Work item:
All of these records need to be duplicated exactly.

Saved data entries

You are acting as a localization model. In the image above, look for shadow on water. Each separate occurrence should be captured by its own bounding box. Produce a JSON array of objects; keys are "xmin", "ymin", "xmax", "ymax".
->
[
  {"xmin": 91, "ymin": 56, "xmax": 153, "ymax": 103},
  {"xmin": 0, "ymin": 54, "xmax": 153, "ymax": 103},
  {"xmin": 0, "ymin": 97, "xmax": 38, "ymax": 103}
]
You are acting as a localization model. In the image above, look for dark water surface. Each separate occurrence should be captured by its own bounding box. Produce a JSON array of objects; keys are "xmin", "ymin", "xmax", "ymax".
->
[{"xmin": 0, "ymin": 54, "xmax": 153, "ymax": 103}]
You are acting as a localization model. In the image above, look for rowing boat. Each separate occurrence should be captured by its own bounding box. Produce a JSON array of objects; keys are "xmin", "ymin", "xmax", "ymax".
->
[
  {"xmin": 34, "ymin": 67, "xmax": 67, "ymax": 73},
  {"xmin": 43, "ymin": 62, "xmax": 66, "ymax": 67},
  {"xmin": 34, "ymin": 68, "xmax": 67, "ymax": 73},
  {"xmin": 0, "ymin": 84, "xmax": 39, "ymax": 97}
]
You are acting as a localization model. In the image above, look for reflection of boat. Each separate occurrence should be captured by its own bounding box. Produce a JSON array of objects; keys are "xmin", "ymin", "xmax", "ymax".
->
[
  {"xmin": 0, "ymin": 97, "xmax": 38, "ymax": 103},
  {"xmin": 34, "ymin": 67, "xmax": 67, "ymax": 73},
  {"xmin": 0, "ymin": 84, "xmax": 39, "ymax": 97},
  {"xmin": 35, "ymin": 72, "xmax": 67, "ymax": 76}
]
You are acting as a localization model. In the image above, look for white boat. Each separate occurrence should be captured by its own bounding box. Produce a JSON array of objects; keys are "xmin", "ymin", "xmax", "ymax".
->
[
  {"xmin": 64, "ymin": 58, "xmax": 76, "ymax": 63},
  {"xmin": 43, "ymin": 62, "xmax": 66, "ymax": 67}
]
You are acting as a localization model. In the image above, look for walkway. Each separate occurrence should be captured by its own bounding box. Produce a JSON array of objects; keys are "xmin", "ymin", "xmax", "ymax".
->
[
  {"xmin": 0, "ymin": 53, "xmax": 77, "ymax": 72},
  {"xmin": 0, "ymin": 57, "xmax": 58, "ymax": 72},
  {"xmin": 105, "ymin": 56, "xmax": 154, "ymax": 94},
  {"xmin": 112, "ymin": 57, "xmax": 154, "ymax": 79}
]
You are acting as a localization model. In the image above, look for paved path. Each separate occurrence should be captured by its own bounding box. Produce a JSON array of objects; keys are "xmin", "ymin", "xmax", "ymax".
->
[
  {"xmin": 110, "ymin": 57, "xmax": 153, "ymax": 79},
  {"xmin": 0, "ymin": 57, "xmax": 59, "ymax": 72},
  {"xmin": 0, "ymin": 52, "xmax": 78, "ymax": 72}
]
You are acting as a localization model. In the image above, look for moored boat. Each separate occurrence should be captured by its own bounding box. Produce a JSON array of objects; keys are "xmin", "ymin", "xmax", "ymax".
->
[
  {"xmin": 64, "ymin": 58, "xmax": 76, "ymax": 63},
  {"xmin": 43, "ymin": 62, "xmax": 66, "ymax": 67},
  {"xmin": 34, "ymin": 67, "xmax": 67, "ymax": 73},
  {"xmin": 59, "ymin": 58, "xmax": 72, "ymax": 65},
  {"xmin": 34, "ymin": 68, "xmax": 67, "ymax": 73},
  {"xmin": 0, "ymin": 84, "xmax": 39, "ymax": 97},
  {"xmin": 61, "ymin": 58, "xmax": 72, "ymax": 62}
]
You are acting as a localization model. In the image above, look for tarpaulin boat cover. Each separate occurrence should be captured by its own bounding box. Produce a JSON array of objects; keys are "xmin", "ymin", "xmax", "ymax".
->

Response for this exercise:
You are acting as a localization model. In the image above, look for shadow on water. Each separate occurrence should be captured by its own bounding box. Produce a JSON array of objects; keys are "xmin", "ymin", "xmax", "ymax".
->
[
  {"xmin": 91, "ymin": 56, "xmax": 153, "ymax": 103},
  {"xmin": 0, "ymin": 54, "xmax": 153, "ymax": 103},
  {"xmin": 0, "ymin": 97, "xmax": 38, "ymax": 103}
]
You are acting as a localization model. In the image above, look for dark water surface. Each separate occurrence should be captured by its own bounding box. Produce a JSON array of objects; keys are "xmin", "ymin", "xmax", "ymax".
->
[{"xmin": 0, "ymin": 54, "xmax": 153, "ymax": 103}]
You are acting as a localization model. In the image above, look for rowing boat. Each separate occurrence should be captured by its own bounding box. Produce a JSON array of objects; keys are "xmin", "ymin", "xmax", "ymax".
->
[
  {"xmin": 34, "ymin": 67, "xmax": 67, "ymax": 73},
  {"xmin": 43, "ymin": 62, "xmax": 66, "ymax": 67},
  {"xmin": 34, "ymin": 68, "xmax": 67, "ymax": 73},
  {"xmin": 0, "ymin": 84, "xmax": 39, "ymax": 97}
]
You are acting as a localization model. In the image above, look for reflection of boat. Each separate occurrence should be captured by its own bounding box. Produce a JSON array of objects; keys are "xmin", "ymin", "xmax", "ymax".
->
[
  {"xmin": 0, "ymin": 97, "xmax": 38, "ymax": 103},
  {"xmin": 34, "ymin": 67, "xmax": 67, "ymax": 73},
  {"xmin": 0, "ymin": 84, "xmax": 39, "ymax": 97},
  {"xmin": 35, "ymin": 72, "xmax": 67, "ymax": 76}
]
You are acting as a localization model. In the image above, look for white boat. Each separate occurrence should be captured by its own bounding box. Produce a JSON array of objects; keys are "xmin", "ymin", "xmax", "ymax".
->
[
  {"xmin": 64, "ymin": 58, "xmax": 76, "ymax": 63},
  {"xmin": 43, "ymin": 62, "xmax": 66, "ymax": 67}
]
You are acting as a localization model. In the image above, look for walkway. Each separate occurrence should be captured by its own bounding box. Produce a JSON array of objects; keys are "xmin", "ymin", "xmax", "ymax".
->
[
  {"xmin": 0, "ymin": 53, "xmax": 77, "ymax": 72},
  {"xmin": 0, "ymin": 57, "xmax": 58, "ymax": 72},
  {"xmin": 105, "ymin": 56, "xmax": 154, "ymax": 94},
  {"xmin": 112, "ymin": 57, "xmax": 154, "ymax": 79}
]
You are acting as a localization model. In the image above, look for paved path. Each separate occurrence should be captured by its own bounding box. Produce a JSON array of objects; keys are "xmin", "ymin", "xmax", "ymax".
->
[
  {"xmin": 110, "ymin": 57, "xmax": 153, "ymax": 79},
  {"xmin": 0, "ymin": 57, "xmax": 59, "ymax": 72},
  {"xmin": 0, "ymin": 52, "xmax": 78, "ymax": 72}
]
You are acting as a localization model. In the image above, look for moored boat. Each separate occurrence should be captured by its own bounding box. Produce a JSON array of objects; keys are "xmin", "ymin", "xmax", "ymax".
->
[
  {"xmin": 64, "ymin": 58, "xmax": 76, "ymax": 63},
  {"xmin": 43, "ymin": 62, "xmax": 66, "ymax": 67},
  {"xmin": 34, "ymin": 67, "xmax": 67, "ymax": 73},
  {"xmin": 59, "ymin": 58, "xmax": 72, "ymax": 65},
  {"xmin": 34, "ymin": 68, "xmax": 67, "ymax": 73},
  {"xmin": 0, "ymin": 84, "xmax": 39, "ymax": 97},
  {"xmin": 61, "ymin": 58, "xmax": 72, "ymax": 62}
]
You are acting as a localization model. In the image above, look for tarpaulin boat cover. Each separate occurrence should be captured by its own bounding box. Produce a JSON array of objects; keys are "xmin", "ymin", "xmax", "ymax".
->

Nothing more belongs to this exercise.